### What you should do
Only the lines from the beginning of the data below through the line containing "sample | <point>27,502</point>" belong in the response, each copied exactly.

** Opening Data for analysis block **

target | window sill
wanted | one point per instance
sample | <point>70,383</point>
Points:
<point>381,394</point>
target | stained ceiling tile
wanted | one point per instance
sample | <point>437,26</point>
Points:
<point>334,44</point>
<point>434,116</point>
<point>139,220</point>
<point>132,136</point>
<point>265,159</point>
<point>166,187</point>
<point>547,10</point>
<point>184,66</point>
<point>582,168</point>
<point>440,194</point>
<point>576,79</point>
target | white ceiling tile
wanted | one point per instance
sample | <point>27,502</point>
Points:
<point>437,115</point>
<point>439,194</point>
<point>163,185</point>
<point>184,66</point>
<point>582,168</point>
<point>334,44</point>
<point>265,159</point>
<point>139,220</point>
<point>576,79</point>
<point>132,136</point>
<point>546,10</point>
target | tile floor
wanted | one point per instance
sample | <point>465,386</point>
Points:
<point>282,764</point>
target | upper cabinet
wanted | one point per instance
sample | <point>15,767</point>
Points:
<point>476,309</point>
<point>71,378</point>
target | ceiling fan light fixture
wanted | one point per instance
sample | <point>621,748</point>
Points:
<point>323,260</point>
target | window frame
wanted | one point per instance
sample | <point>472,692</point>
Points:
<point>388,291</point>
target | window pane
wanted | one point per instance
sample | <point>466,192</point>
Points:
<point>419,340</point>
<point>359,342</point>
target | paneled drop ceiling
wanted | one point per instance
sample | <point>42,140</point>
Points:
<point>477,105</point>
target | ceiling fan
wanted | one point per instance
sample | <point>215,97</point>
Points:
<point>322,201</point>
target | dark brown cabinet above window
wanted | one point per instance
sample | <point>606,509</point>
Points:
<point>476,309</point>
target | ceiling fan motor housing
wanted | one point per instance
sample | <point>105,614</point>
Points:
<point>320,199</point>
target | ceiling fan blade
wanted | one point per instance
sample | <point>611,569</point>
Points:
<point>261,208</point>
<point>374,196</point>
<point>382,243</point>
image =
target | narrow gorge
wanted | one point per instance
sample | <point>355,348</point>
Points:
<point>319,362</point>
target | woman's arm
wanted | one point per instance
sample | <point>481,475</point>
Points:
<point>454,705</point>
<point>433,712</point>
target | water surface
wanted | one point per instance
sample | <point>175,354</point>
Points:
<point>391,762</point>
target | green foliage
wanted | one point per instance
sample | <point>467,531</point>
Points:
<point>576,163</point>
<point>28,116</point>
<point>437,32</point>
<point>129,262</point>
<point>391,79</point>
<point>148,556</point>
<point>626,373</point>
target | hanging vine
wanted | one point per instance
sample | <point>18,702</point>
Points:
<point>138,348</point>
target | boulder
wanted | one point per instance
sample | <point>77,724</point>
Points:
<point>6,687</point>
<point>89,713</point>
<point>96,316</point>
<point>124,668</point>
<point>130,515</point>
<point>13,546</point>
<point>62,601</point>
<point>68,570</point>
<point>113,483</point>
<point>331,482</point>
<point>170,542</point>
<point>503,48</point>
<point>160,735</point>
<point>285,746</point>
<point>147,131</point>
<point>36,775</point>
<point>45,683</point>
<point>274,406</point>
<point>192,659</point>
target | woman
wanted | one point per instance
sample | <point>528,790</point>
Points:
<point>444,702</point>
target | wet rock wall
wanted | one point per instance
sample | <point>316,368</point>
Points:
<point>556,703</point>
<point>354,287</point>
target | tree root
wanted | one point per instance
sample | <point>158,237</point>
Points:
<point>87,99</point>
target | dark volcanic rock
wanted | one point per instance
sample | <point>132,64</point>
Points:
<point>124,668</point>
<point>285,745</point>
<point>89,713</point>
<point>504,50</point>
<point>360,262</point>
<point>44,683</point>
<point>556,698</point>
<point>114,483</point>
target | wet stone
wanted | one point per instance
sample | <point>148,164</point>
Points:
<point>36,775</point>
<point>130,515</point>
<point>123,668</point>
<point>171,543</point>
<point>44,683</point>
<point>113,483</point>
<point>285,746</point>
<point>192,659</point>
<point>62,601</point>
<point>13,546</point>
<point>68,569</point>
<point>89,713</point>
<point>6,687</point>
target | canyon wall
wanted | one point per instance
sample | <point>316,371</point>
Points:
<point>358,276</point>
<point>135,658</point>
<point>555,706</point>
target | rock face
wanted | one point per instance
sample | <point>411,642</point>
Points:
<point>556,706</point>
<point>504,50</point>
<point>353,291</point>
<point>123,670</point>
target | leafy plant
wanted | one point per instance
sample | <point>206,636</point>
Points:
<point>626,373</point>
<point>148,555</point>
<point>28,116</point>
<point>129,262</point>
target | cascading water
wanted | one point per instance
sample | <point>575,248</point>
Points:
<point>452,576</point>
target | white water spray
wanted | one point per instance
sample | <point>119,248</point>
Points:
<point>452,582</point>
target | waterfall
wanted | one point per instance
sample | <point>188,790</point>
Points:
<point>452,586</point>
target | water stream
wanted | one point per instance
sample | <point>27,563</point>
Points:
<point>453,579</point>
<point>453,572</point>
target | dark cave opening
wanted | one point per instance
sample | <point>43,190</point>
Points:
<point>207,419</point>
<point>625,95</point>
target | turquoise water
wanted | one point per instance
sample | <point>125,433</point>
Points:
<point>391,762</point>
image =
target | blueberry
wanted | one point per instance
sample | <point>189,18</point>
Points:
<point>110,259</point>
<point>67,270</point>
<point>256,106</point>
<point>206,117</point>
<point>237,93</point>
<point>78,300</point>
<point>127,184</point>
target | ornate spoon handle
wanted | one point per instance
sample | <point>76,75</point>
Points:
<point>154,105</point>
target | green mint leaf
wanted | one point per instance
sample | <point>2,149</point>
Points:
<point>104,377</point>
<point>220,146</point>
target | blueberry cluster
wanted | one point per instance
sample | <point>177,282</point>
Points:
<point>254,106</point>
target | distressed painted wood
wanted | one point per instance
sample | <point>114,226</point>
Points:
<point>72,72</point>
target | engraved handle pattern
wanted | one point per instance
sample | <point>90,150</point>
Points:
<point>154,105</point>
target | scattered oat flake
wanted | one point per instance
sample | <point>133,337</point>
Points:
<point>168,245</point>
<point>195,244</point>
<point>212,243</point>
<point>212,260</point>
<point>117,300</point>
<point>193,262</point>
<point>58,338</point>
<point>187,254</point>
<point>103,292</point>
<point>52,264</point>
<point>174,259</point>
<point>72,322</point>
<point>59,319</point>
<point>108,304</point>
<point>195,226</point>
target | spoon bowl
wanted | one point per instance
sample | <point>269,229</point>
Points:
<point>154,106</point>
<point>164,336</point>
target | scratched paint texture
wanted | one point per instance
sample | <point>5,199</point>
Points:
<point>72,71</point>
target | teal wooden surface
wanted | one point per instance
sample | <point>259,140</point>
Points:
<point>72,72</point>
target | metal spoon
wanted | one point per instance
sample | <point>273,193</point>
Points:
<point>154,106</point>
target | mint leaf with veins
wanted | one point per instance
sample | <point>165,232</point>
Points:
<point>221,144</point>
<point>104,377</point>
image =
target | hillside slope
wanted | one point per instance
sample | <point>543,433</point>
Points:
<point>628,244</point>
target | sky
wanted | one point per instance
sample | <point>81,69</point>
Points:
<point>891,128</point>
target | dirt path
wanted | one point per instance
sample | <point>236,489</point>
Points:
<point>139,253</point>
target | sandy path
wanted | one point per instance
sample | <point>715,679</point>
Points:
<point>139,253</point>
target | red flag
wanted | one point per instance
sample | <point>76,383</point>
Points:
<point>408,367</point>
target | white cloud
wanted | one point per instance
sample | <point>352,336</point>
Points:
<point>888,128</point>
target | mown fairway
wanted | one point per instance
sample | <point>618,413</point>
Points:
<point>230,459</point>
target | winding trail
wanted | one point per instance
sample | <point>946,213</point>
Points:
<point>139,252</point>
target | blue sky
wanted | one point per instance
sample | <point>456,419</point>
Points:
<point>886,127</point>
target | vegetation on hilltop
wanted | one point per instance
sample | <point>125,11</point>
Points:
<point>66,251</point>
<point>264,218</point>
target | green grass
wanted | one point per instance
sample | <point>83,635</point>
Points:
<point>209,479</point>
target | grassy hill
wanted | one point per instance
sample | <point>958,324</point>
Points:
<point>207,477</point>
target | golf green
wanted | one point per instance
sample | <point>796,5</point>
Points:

** Closing Data for analysis block **

### Answer to this exercise
target | window sill
wanted | one point per instance
sample | <point>70,383</point>
Points:
<point>381,394</point>
target | stained ceiling tile
wanted | one point per instance
sample | <point>437,26</point>
Points:
<point>334,44</point>
<point>434,116</point>
<point>139,220</point>
<point>132,136</point>
<point>265,159</point>
<point>166,187</point>
<point>547,10</point>
<point>184,66</point>
<point>582,168</point>
<point>440,194</point>
<point>576,79</point>
target | white ceiling tile
wanted | one point per instance
sample | <point>27,502</point>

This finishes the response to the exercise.